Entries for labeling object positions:
========
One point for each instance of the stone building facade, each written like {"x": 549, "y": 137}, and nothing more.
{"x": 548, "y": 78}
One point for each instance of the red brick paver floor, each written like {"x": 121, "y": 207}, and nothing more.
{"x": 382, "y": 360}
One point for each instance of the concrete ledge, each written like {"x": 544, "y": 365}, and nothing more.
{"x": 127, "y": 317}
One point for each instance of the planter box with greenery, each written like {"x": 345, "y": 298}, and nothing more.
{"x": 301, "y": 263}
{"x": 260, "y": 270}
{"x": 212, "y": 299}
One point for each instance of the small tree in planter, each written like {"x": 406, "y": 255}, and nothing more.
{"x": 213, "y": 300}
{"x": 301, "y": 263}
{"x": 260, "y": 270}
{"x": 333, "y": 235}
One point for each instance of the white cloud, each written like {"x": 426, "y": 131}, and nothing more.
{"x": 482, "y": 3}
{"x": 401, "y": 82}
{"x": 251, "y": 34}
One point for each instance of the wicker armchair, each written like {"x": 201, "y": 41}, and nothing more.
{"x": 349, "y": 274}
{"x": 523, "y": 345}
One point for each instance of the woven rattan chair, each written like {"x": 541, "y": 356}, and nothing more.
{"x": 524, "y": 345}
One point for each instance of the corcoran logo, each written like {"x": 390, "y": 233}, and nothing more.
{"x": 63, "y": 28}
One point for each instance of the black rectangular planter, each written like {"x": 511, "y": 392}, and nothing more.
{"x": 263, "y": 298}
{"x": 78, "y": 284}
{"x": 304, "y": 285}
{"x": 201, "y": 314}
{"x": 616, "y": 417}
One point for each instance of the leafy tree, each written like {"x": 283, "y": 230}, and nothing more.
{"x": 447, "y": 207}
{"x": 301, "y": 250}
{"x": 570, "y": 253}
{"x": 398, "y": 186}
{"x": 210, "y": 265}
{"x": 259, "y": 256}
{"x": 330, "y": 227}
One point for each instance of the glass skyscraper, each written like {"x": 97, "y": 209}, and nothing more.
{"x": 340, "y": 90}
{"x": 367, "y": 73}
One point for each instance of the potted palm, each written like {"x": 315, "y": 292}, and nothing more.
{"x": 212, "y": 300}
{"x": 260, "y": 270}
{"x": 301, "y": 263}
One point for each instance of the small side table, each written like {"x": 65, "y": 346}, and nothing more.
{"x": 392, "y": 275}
========
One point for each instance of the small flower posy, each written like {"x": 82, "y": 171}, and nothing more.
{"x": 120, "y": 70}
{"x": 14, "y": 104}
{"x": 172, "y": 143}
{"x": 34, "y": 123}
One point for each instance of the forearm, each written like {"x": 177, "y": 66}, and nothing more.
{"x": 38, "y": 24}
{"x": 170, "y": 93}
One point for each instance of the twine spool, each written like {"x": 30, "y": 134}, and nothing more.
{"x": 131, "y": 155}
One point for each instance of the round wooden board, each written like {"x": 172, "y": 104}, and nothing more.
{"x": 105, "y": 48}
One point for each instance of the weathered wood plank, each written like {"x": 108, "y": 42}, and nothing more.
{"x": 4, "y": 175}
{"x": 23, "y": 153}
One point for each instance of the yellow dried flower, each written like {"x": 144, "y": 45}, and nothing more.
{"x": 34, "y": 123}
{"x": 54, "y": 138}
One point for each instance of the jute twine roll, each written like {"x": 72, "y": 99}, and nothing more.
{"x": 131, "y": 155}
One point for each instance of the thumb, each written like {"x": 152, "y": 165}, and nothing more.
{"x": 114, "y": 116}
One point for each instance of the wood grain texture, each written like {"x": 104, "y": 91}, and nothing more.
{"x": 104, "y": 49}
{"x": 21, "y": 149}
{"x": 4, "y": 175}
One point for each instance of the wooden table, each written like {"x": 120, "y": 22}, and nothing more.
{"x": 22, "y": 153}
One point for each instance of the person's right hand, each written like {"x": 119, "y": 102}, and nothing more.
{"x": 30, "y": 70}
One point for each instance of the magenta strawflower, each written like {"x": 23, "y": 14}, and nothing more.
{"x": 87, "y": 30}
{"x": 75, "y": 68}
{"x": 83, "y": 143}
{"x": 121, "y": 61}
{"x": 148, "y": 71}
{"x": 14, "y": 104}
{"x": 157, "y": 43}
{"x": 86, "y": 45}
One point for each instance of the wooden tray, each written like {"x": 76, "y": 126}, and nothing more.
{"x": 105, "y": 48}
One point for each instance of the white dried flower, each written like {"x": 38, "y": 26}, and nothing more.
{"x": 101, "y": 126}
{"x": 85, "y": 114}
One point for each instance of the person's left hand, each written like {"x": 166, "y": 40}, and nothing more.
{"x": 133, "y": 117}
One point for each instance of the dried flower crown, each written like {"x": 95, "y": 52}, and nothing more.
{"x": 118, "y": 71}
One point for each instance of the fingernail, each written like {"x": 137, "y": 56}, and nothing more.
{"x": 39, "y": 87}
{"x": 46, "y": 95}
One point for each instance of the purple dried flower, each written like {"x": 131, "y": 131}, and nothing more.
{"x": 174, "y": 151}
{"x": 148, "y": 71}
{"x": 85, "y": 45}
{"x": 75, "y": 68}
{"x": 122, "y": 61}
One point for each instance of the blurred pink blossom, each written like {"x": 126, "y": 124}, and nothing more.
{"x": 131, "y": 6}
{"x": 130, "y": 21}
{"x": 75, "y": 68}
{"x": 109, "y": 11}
========
YOUR GOAL = List every line in the records that contains the string "tree", copying each one in full. Matching is case-sensitive.

SOLUTION FOR THIS EXERCISE =
One point for each instance of the small tree in planter, each written like {"x": 406, "y": 255}, and nothing more.
One point for each instance of the leafy tree, each written like {"x": 283, "y": 230}, and nothing more.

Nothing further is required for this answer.